▸ What to produce: Return the entire listing below word for word, with every line unchanged and in its original order.
--------
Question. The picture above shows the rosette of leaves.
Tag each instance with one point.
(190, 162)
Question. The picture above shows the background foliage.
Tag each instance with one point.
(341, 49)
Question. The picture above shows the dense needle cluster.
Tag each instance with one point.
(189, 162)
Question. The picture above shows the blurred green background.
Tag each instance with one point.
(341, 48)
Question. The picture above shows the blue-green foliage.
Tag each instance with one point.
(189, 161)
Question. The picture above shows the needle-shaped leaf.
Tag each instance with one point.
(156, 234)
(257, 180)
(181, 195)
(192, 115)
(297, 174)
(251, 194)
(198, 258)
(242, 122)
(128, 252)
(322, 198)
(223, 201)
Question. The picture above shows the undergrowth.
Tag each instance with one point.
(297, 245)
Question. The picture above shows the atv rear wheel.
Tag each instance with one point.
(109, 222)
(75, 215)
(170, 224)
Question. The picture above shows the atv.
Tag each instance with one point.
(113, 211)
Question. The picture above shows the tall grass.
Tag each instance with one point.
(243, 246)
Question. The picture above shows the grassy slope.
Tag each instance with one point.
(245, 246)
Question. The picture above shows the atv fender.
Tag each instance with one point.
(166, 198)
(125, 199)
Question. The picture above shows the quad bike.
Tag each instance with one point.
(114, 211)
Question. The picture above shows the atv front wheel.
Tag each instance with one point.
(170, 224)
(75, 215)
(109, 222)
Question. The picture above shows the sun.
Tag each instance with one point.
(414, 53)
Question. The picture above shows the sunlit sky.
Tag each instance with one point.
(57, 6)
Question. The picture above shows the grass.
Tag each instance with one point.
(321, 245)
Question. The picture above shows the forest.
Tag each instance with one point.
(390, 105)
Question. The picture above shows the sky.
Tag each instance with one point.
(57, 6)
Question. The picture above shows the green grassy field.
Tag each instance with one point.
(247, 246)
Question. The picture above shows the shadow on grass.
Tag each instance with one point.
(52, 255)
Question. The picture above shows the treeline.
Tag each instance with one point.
--------
▸ Expected output:
Question. The picture above shows the rosette of leaves.
Tag each instance with one point.
(190, 162)
Question. The picture above shows the background foliage.
Tag each instance with one point.
(341, 49)
Question. The picture above shows the dense needle cluster.
Tag each instance with one point.
(189, 162)
Question. The picture above shows the blurred green background.
Tag each instance with one point.
(341, 48)
Question. The picture above shows the blue-green foliage.
Tag each instance with one point.
(189, 161)
Question. The picture above shows the needle-shaped leaf.
Tag each instance with one point.
(156, 234)
(257, 180)
(181, 195)
(192, 115)
(297, 174)
(251, 194)
(198, 258)
(242, 122)
(128, 252)
(322, 198)
(223, 201)
Question. The picture above shows the undergrowth.
Tag each instance with one point.
(297, 245)
Question. The picture above shows the atv rear wheel.
Tag each instance with one point.
(109, 222)
(75, 215)
(170, 224)
Question. The picture above shows the atv.
Tag each instance with one point.
(113, 211)
Question. The picture above shows the tall grass.
Tag each instance with one point.
(243, 246)
Question. The picture above shows the grassy slope.
Tag each instance with one point.
(245, 246)
Question. The picture above shows the atv fender.
Tag each instance with one point.
(166, 198)
(125, 199)
Question. The picture above shows the quad bike.
Tag each instance with one point.
(114, 211)
Question. The picture above shows the atv front wheel.
Tag each instance with one point.
(170, 224)
(75, 215)
(109, 222)
Question. The picture above shows the sun.
Tag each instance with one point.
(414, 53)
Question. The picture above shows the sunlit sky.
Tag each instance with one point.
(57, 6)
Question. The picture above shows the grass.
Tag each instance with one point.
(321, 245)
Question. The picture above shows the forest.
Tag each instance with one point.
(390, 105)
Question. The picture above shows the sky.
Tag each instance with one point.
(57, 6)
Question. The picture above shows the green grassy field.
Tag each instance with one point.
(247, 246)
Question. The picture above shows the shadow on grass.
Tag each instance with one point.
(52, 255)
Question. The picture above shows the treeline.
Tag each instance with one point.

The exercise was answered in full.